Some records:
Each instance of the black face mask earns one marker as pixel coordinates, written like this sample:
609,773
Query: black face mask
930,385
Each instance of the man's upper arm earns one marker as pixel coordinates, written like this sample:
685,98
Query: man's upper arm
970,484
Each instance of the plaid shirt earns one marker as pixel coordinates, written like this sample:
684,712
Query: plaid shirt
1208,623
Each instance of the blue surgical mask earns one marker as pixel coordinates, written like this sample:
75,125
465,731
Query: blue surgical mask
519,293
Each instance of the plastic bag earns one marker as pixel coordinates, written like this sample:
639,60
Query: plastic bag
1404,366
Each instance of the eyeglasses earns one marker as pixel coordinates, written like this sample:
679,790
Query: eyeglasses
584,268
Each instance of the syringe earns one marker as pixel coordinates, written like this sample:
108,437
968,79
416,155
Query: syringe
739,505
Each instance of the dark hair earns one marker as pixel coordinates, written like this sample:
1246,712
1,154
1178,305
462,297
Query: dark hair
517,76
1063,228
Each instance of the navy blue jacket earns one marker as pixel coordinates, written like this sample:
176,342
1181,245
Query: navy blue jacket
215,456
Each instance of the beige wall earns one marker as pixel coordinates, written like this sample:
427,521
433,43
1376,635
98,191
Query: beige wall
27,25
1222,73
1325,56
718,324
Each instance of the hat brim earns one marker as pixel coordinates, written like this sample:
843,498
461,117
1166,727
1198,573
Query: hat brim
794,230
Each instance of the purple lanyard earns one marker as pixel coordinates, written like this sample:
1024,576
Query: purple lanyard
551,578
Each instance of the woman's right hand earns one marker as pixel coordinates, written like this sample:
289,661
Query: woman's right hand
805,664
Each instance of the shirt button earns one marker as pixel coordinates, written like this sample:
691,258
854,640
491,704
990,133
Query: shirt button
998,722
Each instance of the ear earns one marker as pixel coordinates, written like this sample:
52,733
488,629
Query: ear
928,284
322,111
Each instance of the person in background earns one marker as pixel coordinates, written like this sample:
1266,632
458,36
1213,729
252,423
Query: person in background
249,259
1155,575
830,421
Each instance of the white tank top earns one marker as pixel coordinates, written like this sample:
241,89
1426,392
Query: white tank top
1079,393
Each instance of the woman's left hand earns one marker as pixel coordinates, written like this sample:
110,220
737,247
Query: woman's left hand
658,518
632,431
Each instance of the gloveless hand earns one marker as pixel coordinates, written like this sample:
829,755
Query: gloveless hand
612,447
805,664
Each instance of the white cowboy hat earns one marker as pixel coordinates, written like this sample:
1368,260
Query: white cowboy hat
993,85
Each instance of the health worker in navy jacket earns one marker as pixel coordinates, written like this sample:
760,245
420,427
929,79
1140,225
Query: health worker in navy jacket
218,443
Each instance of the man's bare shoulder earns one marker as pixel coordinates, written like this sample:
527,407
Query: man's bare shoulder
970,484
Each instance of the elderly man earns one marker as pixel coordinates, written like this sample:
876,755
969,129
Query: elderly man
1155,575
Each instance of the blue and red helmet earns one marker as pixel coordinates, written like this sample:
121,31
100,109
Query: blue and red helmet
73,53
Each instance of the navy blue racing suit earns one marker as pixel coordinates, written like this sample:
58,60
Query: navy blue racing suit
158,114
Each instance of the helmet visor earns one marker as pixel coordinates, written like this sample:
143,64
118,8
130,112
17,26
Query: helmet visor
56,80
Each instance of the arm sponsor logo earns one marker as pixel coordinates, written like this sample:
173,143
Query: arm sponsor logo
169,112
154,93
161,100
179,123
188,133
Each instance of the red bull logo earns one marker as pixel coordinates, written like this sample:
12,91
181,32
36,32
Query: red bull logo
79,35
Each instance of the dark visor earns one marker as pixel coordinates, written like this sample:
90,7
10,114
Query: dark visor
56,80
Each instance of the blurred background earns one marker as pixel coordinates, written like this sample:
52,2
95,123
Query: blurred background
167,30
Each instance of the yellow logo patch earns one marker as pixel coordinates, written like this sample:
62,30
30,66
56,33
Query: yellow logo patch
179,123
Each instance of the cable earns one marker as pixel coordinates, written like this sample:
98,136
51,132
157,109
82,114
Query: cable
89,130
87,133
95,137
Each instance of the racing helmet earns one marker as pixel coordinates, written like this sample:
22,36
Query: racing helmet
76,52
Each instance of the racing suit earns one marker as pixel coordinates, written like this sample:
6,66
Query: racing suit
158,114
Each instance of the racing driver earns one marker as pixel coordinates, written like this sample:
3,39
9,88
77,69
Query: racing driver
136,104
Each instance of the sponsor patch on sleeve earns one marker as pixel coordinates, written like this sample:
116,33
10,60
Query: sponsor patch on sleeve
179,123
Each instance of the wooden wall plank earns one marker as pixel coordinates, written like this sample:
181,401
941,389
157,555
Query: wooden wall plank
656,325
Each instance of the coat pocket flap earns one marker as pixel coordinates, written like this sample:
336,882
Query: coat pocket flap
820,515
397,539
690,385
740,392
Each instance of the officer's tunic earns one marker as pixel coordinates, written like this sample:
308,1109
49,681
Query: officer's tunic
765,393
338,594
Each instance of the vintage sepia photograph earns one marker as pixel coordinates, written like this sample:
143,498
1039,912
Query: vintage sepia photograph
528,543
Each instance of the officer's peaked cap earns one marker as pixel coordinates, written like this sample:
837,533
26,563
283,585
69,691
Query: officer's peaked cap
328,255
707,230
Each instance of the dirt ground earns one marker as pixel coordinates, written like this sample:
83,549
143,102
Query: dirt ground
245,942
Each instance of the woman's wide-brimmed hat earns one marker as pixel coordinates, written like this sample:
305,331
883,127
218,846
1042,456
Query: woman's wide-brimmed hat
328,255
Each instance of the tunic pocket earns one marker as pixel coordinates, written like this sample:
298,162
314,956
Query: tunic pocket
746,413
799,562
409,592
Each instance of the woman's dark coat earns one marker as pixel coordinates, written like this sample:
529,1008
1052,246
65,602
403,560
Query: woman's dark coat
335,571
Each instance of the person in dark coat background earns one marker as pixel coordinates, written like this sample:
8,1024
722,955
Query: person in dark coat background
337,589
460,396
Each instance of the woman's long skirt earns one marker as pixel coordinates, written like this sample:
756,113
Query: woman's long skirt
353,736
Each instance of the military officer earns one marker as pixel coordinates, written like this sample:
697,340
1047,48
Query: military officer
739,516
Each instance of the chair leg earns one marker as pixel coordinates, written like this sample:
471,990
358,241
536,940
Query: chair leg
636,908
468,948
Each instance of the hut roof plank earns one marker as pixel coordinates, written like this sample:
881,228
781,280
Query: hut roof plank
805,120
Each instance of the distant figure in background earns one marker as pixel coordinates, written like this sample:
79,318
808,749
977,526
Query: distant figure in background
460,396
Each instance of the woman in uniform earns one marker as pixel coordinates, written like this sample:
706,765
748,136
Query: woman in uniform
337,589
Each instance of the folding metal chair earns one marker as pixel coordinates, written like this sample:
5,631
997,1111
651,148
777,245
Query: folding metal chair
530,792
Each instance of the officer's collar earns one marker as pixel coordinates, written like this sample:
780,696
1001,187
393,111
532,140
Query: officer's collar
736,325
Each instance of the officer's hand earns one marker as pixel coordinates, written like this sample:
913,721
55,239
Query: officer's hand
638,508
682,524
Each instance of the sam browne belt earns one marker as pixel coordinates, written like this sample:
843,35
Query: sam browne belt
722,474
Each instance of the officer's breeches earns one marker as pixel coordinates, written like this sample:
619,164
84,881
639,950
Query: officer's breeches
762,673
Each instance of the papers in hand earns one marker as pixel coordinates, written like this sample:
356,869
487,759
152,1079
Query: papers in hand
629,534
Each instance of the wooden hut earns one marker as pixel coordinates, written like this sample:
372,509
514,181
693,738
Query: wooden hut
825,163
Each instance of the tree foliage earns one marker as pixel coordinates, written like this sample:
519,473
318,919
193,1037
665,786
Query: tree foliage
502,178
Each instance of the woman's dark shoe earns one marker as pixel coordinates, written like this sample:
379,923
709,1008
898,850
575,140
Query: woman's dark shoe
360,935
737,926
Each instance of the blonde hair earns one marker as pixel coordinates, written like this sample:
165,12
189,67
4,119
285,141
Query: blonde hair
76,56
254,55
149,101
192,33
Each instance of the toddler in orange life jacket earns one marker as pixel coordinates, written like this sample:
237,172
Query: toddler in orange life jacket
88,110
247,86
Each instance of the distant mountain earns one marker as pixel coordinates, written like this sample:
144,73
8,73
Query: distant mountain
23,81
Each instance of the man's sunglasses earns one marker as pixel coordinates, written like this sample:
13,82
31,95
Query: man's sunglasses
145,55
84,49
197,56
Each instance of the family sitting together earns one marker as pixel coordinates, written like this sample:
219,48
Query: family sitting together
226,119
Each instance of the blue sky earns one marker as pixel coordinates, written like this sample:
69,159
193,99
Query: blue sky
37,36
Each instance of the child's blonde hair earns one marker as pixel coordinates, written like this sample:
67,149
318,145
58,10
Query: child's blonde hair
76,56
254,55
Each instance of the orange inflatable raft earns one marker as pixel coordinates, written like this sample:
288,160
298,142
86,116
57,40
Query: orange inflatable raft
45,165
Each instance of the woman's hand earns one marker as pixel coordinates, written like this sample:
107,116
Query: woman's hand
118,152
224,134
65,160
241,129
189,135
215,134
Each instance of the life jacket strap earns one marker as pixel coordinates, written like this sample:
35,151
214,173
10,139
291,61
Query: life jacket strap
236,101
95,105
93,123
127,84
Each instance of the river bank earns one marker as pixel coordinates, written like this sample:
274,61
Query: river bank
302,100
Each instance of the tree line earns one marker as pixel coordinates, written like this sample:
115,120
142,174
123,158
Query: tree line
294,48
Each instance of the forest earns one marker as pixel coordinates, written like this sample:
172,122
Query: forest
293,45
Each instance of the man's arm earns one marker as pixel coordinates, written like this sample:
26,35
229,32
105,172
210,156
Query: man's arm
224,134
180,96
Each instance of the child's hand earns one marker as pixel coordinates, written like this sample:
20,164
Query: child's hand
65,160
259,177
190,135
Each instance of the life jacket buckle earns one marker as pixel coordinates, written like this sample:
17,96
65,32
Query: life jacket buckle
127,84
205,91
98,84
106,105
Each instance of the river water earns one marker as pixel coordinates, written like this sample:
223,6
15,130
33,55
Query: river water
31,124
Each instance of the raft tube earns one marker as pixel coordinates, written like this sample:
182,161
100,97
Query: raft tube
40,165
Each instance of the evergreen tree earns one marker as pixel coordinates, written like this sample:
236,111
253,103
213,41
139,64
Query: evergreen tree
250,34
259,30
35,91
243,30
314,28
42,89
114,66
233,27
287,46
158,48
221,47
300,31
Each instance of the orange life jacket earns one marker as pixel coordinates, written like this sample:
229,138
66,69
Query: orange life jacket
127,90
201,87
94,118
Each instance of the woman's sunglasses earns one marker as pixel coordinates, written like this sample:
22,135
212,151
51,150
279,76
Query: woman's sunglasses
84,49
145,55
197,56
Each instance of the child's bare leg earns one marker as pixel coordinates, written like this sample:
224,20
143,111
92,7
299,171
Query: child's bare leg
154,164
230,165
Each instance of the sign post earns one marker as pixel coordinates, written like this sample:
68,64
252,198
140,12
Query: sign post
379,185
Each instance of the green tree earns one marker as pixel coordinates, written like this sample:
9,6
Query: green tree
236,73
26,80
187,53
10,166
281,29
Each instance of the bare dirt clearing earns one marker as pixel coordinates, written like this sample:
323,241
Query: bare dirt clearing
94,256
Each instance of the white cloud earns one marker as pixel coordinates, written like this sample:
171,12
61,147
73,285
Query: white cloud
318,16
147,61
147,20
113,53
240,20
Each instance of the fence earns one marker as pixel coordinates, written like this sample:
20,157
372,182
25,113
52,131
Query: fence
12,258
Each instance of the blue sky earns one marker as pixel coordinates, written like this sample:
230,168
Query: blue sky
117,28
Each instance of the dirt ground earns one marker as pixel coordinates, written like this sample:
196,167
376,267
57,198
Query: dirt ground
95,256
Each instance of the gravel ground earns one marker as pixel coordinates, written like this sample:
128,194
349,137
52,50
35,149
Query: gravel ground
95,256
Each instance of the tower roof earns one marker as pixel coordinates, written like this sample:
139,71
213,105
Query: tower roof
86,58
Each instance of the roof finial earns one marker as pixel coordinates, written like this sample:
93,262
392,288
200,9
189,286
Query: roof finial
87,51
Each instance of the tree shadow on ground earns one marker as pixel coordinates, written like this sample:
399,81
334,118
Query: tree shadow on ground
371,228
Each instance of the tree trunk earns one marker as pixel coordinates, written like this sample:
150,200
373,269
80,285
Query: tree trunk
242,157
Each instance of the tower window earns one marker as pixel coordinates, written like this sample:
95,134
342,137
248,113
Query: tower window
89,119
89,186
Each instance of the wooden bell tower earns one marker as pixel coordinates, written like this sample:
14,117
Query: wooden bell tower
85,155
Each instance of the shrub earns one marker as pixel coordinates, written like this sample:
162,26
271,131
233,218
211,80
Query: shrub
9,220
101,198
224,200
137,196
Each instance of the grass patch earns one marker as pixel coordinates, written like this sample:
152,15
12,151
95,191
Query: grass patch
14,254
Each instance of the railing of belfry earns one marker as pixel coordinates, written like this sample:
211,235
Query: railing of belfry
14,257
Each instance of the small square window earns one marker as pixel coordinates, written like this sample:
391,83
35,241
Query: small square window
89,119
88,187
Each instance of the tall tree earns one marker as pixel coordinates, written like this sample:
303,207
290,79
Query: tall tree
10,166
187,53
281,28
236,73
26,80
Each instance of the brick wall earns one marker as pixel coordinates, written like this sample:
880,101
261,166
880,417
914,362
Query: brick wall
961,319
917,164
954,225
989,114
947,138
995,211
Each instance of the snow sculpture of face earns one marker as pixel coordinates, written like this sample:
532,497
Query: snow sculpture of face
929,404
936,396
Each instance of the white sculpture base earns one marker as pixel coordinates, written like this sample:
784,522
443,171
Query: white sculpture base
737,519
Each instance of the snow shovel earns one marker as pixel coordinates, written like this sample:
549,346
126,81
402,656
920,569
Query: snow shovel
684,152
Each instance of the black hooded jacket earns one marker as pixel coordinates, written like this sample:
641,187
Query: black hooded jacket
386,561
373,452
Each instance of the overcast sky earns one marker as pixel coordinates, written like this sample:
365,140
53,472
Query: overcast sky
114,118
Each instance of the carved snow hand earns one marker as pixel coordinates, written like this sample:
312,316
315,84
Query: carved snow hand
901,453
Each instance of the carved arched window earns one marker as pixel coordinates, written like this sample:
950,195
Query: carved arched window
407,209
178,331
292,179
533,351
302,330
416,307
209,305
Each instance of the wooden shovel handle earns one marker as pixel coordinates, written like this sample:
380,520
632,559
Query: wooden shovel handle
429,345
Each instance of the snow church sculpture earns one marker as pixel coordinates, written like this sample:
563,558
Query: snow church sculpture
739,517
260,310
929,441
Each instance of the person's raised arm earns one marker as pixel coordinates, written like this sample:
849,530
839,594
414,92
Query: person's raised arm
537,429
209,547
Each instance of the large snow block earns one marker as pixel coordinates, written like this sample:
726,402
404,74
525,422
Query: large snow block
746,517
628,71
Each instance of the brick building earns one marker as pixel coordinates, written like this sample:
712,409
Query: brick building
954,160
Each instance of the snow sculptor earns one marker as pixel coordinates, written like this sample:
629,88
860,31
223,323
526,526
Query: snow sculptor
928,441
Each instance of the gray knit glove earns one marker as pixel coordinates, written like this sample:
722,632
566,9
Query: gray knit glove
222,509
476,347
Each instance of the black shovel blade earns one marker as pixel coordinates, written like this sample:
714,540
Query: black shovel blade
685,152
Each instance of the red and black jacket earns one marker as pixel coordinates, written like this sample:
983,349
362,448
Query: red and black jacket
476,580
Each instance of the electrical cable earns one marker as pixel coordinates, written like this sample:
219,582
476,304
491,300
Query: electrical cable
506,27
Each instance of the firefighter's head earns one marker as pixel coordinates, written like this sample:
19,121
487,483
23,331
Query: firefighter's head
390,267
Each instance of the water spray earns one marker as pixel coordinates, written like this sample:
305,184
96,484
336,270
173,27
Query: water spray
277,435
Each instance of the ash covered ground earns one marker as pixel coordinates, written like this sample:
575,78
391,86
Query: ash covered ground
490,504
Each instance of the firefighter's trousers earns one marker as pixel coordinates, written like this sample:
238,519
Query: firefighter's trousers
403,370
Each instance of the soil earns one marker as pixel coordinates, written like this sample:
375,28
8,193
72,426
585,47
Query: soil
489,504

(Your goal) Your task is to return, exactly and on their own, the lines from the one containing "Each instance of the snow sculptor" through the last line of the listing.

(Completed task)
Each instance of the snow sculptor earns one marker as pixel coordinates, written like this sample:
629,88
860,31
223,323
526,526
Query: snow sculptor
928,441
Each instance of the gray knit glove earns one marker as pixel coordinates, written like this sample:
722,632
566,9
Query: gray knit glove
222,509
476,347
Each instance of the black shovel blade earns one marker as pixel coordinates, written like this sample:
714,540
Query: black shovel blade
685,152
Each instance of the red and black jacket earns one marker as pixel coordinates, written like this sample:
983,349
362,448
Query: red and black jacket
476,580
Each instance of the electrical cable earns one marker as pixel coordinates, written like this sample:
219,582
476,304
491,300
Query: electrical cable
506,27
Each instance of the firefighter's head earns one marker as pixel coordinates, written like this sample:
19,121
487,483
23,331
Query: firefighter's head
390,267
Each instance of the water spray earns one marker as pixel coordinates, written like this sample:
305,184
96,484
336,270
173,27
Query: water spray
277,435
Each instance of the ash covered ground earns one marker as pixel coordinates, written like this sample:
575,78
391,86
Query: ash covered ground
490,504
Each instance of the firefighter's trousers earns one marker as pixel coordinates, written like this sample:
238,519
Query: firefighter's trousers
403,370
Each instance of the soil earns one marker as pixel coordinates, written like this sample:
375,28
8,193
72,426
585,47
Query: soil
489,504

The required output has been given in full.